Return only the line that contains "Please locate the stalagmite" and each line after it, through the last line of the data below, copied exactly.

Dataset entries
— START —

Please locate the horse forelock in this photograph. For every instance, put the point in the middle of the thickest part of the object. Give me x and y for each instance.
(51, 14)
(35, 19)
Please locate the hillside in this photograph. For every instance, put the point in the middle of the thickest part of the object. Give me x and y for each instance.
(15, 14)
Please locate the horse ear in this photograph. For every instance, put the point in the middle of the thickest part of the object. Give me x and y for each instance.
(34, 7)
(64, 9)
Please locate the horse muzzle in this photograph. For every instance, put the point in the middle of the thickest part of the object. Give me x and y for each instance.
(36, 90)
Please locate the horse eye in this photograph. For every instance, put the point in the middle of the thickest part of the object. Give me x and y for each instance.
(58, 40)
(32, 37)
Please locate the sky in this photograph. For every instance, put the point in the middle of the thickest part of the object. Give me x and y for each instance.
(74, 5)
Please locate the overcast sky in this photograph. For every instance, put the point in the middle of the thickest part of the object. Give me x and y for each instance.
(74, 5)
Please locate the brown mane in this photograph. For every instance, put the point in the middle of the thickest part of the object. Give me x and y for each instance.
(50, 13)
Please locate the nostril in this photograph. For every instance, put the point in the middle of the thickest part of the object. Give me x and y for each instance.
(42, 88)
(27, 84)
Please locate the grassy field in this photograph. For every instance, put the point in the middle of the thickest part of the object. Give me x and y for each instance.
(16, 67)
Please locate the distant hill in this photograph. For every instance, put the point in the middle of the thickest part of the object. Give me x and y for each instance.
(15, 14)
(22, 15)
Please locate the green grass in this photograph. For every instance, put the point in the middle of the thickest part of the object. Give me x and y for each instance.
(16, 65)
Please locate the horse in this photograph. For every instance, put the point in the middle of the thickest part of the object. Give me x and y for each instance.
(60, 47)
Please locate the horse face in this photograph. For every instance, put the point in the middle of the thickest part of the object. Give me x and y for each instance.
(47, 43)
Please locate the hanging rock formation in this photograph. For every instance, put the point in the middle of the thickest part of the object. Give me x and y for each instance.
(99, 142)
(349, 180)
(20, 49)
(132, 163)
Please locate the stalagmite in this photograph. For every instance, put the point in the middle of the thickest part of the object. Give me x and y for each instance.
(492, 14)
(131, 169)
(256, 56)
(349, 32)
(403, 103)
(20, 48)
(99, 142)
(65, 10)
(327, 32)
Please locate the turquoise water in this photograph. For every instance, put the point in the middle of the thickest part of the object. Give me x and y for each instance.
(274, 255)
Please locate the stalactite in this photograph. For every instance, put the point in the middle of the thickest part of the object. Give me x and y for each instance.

— END —

Task output
Please locate the stalagmite in this photograph. For every instance, put the point in the middle of the thickest part of the object. Give me x and y for each instance.
(492, 14)
(131, 169)
(256, 56)
(349, 32)
(403, 103)
(20, 48)
(99, 142)
(65, 10)
(327, 32)
Please locate the turquoise water in this photograph. For every instance, put the point in the middle of the thickest part of the object. Give me x and y for each instance.
(274, 255)
Please locate the stalactite in this photograph. For every instance, put the point in the middle of the thickest part of the object. Give me x and y for each instance.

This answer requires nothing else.